- Prompt: The entries shown below should be output exactly as they appear.

___ Data ___

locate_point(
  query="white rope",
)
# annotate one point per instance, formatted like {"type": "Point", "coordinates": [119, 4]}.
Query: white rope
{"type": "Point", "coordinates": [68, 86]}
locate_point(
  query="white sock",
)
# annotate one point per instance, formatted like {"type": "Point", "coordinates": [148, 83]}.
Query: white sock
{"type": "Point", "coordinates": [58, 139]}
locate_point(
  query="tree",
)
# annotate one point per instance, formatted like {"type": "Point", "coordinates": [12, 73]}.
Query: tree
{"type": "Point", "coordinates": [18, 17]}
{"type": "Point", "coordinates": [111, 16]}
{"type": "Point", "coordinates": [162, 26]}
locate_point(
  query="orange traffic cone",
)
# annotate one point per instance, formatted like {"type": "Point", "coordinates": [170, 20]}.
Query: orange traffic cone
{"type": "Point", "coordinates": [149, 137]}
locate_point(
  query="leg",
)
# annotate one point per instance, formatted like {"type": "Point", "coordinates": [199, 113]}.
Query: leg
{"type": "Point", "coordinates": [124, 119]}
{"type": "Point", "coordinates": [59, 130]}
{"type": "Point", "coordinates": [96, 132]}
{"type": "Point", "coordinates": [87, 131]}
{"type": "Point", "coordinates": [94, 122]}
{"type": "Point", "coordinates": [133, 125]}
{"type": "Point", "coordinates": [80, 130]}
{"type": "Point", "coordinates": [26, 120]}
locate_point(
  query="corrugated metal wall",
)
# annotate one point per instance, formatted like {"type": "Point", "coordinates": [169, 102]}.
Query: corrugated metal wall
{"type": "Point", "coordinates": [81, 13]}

___

- Exercise output:
locate_point(
  query="white rope",
)
# annotate one point per instance, formatted like {"type": "Point", "coordinates": [119, 4]}.
Query: white rope
{"type": "Point", "coordinates": [68, 86]}
locate_point(
  query="white sock",
)
# annotate one point per instance, formatted like {"type": "Point", "coordinates": [148, 83]}.
Query: white sock
{"type": "Point", "coordinates": [58, 139]}
locate_point(
  query="tree",
)
# annotate one point per instance, formatted like {"type": "Point", "coordinates": [12, 73]}.
Query: tree
{"type": "Point", "coordinates": [18, 17]}
{"type": "Point", "coordinates": [111, 16]}
{"type": "Point", "coordinates": [162, 26]}
locate_point(
  query="orange traffic cone",
)
# annotate one point per instance, formatted like {"type": "Point", "coordinates": [170, 20]}.
Query: orange traffic cone
{"type": "Point", "coordinates": [149, 137]}
locate_point(
  query="leg",
)
# annotate one point per instance, formatted like {"type": "Point", "coordinates": [199, 113]}.
Query: leg
{"type": "Point", "coordinates": [124, 119]}
{"type": "Point", "coordinates": [59, 130]}
{"type": "Point", "coordinates": [96, 132]}
{"type": "Point", "coordinates": [87, 131]}
{"type": "Point", "coordinates": [94, 122]}
{"type": "Point", "coordinates": [133, 125]}
{"type": "Point", "coordinates": [80, 130]}
{"type": "Point", "coordinates": [26, 120]}
locate_point(
  query="corrugated metal wall",
)
# annotate one point per instance, formatted like {"type": "Point", "coordinates": [169, 102]}.
Query: corrugated metal wall
{"type": "Point", "coordinates": [81, 13]}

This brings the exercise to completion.